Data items
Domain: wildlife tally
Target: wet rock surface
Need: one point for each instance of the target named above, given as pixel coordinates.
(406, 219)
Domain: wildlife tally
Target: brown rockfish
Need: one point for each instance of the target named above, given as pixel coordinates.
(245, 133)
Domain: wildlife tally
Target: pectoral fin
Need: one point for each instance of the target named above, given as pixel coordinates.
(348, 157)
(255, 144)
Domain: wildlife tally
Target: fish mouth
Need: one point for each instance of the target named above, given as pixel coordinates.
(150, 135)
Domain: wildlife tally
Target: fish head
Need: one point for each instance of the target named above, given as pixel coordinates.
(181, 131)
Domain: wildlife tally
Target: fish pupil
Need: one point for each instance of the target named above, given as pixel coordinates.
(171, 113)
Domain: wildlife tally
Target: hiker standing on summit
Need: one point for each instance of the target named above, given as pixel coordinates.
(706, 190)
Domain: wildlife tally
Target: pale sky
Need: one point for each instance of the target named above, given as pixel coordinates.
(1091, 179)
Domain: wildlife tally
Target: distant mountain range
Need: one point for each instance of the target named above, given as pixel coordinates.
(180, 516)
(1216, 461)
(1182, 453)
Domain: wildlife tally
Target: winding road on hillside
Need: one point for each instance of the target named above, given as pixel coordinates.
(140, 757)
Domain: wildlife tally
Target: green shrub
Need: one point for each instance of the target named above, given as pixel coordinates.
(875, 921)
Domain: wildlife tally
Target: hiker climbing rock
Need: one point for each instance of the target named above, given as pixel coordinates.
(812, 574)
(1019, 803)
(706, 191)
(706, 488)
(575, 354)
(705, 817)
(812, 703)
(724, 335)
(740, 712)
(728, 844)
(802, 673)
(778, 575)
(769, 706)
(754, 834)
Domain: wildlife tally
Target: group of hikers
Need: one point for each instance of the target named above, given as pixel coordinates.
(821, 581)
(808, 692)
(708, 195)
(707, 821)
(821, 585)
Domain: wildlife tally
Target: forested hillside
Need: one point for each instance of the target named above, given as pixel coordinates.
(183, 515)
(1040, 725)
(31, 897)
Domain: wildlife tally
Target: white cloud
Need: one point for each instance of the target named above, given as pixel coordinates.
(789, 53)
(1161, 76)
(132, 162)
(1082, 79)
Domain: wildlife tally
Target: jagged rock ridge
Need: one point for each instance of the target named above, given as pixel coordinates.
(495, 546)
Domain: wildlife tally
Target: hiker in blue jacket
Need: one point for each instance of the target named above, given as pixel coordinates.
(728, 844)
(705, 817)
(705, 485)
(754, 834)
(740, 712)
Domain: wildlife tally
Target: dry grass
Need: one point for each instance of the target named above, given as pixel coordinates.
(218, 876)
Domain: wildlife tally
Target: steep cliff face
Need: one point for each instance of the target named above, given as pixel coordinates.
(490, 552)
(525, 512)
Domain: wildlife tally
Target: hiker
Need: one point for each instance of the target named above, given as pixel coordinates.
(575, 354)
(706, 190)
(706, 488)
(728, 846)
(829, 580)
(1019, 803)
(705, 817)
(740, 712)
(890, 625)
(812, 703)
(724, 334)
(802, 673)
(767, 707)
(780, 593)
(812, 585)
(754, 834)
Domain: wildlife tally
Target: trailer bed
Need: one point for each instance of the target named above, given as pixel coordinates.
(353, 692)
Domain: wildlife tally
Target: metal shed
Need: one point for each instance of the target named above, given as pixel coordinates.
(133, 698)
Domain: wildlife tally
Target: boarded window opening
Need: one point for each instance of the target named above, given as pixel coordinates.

» **Activity**: Using the entries above, copy out all lines that contain the string "hillside".

» **Response area**:
Target: winding road on hillside
Target: forested hillside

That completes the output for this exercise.